EXERCISE GOAL
Rewrite the whole listing below, requests included, with every bounding-box coordinate in the answers multiplied by 0.35 and rounded to the nearest whole number, halves rounded up. Leave the picture out of your version.

-- start ENTRIES SUPPLIED --

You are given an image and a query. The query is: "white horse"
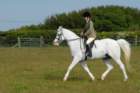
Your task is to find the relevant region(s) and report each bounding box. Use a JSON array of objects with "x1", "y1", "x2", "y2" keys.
[{"x1": 53, "y1": 26, "x2": 131, "y2": 81}]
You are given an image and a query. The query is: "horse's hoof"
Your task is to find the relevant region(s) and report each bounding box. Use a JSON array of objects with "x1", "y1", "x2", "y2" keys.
[{"x1": 124, "y1": 78, "x2": 128, "y2": 82}]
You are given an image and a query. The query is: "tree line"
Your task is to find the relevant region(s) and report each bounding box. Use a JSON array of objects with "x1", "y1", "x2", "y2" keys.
[{"x1": 43, "y1": 6, "x2": 140, "y2": 31}]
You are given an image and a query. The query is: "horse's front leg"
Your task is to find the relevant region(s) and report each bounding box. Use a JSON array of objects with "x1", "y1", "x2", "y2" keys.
[{"x1": 63, "y1": 57, "x2": 81, "y2": 81}]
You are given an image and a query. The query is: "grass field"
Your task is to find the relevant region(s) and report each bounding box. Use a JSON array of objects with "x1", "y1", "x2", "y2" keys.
[{"x1": 0, "y1": 47, "x2": 140, "y2": 93}]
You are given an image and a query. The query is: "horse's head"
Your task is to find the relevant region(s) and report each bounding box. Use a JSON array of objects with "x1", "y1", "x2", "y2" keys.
[{"x1": 53, "y1": 26, "x2": 64, "y2": 46}]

-- end ENTRIES SUPPLIED --

RESULT
You are given an image and a query. The query is: "white horse"
Your task is to find the relevant region(s) and report each bounding box. Use a JSON array of objects with "x1", "y1", "x2", "y2" keys.
[{"x1": 19, "y1": 9, "x2": 46, "y2": 28}]
You are given an image and a query. The query is: "horse's hoof"
Your task is to find the relevant region(s) and report each bounding box. Use a JSON array of objects with "x1", "y1", "x2", "y2" keys.
[{"x1": 43, "y1": 27, "x2": 45, "y2": 29}]
You are given an image and a query. The query is: "tree line"
Your task is to find the relevant region(s) and report each bounding box. Use a JSON array of objects with "x1", "y1", "x2", "y2" keys.
[{"x1": 15, "y1": 2, "x2": 49, "y2": 11}]
You are given an image and a query. The query is: "horse's front leg"
Your task is to find the relevant region(s) and report each bounding box. Use a JSON array of objects with "x1", "y1", "x2", "y2" keys.
[{"x1": 22, "y1": 20, "x2": 28, "y2": 28}]
You are given an image and a query. The query is: "grass field"
Your task is to find the relevant region(s) and report each bounding box. Use a JSON array of objects with "x1", "y1", "x2", "y2" keys.
[{"x1": 0, "y1": 16, "x2": 49, "y2": 33}]
You are given an image and a query. The query is: "horse's head"
Your task is to find the relevant region(s) and report each bounding box. Use a JSON array of objects with "x1", "y1", "x2", "y2" keys.
[{"x1": 19, "y1": 9, "x2": 22, "y2": 16}]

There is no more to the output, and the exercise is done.